_What to produce_
Continue the forum thread about planting a pearl millet hay patch, starting right after its final sentence.

** Start Text to read **

# Pearl Millet Hay Patch



## Texasmark (Dec 20, 2011)

It's done. Read all the literature that I could find to come up with the correct grass to grow in my hay patch this summer, under current environmental conditions here and PM won.

Not only did I choose it, but I am going to town today to pick up the seed at the local Co-Op.....that is in itself is a big deal....getting the seed you choose to use, not what the local suppliers feel like selling. I had been looking at some brown rib Sorghum and couldn't find a supplier. The closest supplier (wholesale seed dealer) which was supposed to service this region decided not to stock it due to it's high price....figured it would be hard to sell.

Sooooo what I need to know is how do I manage the patch of PM? We are forecast to have a dry summer again. I am planting on high, flat, ground in Houston Black Clay, which is a heavy clay and retains moisture very well.

I currently have the field plowed and prepared seedbed down to about 6" and we have had at least 6" of ground penetrating moisture the last couple of months and all of it has been captured...so even if the summer is dry, there is/will be sub-soil moisture. Course spring usually brings moisture that usually dries up in June, if it's going to be a dry year so I am hoping that there is more to come.

** End Text to read **
** Start Given information **

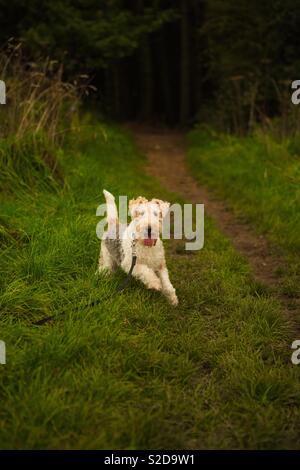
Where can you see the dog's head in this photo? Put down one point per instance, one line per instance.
(147, 217)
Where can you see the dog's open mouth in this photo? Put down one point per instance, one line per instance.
(150, 241)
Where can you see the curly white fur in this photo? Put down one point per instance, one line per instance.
(145, 227)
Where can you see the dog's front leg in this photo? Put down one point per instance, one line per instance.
(167, 288)
(147, 276)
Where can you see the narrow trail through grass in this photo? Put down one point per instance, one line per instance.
(166, 152)
(133, 372)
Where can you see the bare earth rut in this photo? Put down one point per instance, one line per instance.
(165, 151)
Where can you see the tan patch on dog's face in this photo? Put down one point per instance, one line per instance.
(135, 206)
(163, 206)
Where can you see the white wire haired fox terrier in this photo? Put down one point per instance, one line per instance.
(145, 229)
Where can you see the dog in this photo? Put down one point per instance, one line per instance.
(143, 233)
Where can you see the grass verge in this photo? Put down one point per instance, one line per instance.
(260, 180)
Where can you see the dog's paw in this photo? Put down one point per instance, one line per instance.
(154, 284)
(172, 297)
(174, 300)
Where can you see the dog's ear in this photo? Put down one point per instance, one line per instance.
(135, 204)
(163, 206)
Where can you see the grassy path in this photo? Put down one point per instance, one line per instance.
(166, 152)
(133, 372)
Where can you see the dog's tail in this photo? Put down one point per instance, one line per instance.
(112, 212)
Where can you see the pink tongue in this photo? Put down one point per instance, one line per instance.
(149, 241)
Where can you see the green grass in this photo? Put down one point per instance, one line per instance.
(133, 372)
(259, 178)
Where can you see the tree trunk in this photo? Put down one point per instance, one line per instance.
(185, 65)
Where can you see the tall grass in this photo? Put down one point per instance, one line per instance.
(40, 107)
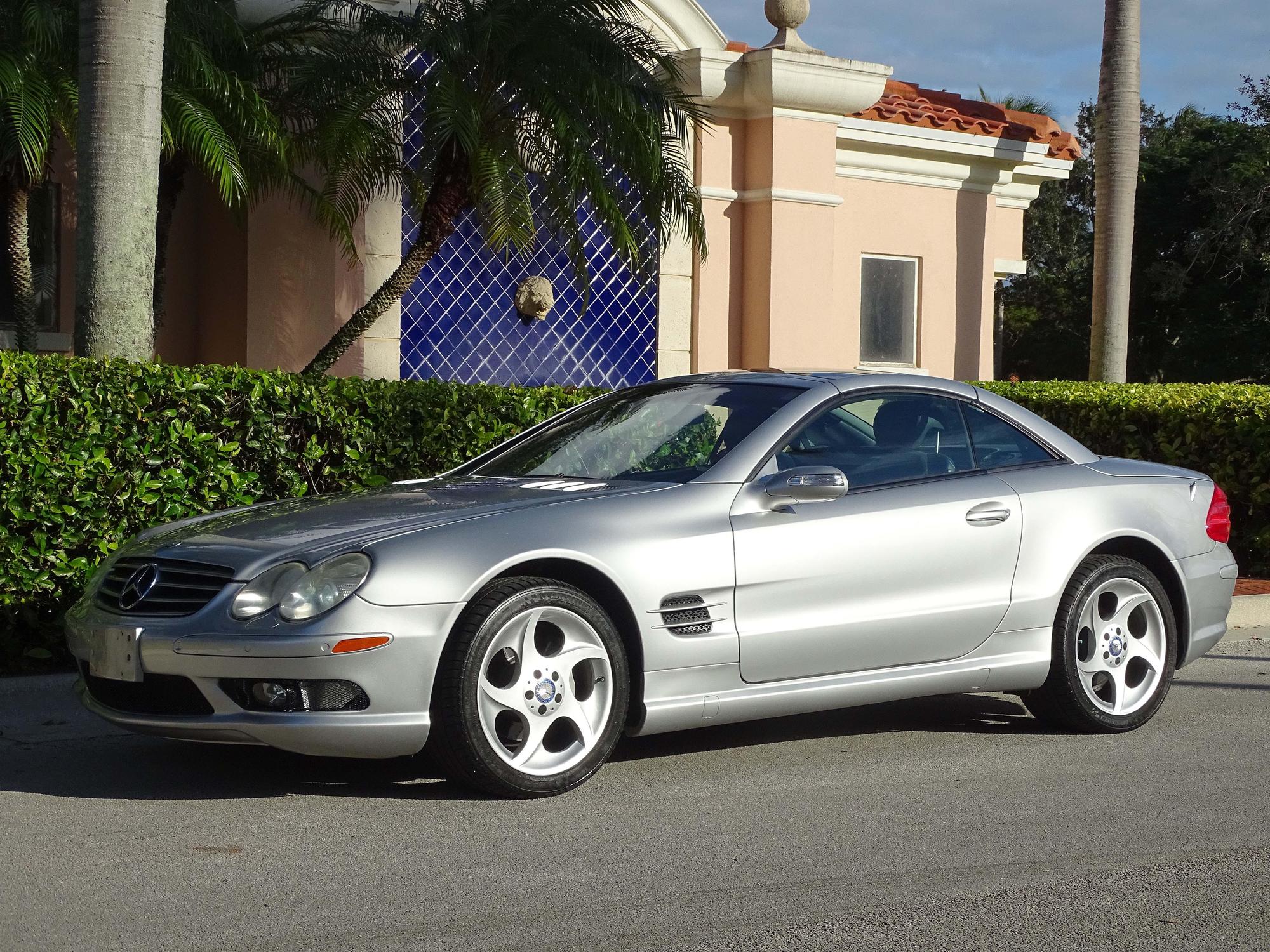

** End Given information **

_Final answer_
I read up on harvesting heights for best regrowth and seems like the cutter will be running really high (8") which in uncommon to the local custom hay balers and can impede the ability to rake up and get the crop bailed and off the patch. Plus, if you cut at 24" growth to get it in pre-boot for quality, you aren't talking about that much yield....like you leave 1/3 the plant standing.

I don't know if it would be best to do a one shot all out cutting, or fool around with trying to do the first one right so as to get a second cutting. With hay running $100 for a 4x6 roll down here, I can pay for soil prop, seed, fert, and custom baling with a $50 bill and come out with some really nice, palatable hay at half the price I would have to pay for who knows what?

So, on paper, it doesn't seem to me that only getting one good cutting will be a problem especially with the yields PM, grown correctly apparently makes. Additionally, any moisture I get will be associated with the first cutting so regrowth might not turn out all that great if in another drought.

After the one cutting, I could let it regrow a bit and just turn the cows in on it. With no prussic acid worry and using sulphate rather than nitrate fertilizers, I won't have to worry about nitrate poisoning either.

Your input is greatly appreciated.

Thanks,
Mark


----------



## Mike120 (May 4, 2009)

The main problem I see with your plan is that you are assuming the drought will repeat itself and the high hay prices will continue. My feeling is that the current prices are unsustainable. Either there will be a higher livestock sell off or people will bring in more alfalfa. Either way, high priced cow hay is not a sure thing. I wish you luck, but at the same time, I hope you are wrong.


----------



## Texasmark (Dec 20, 2011)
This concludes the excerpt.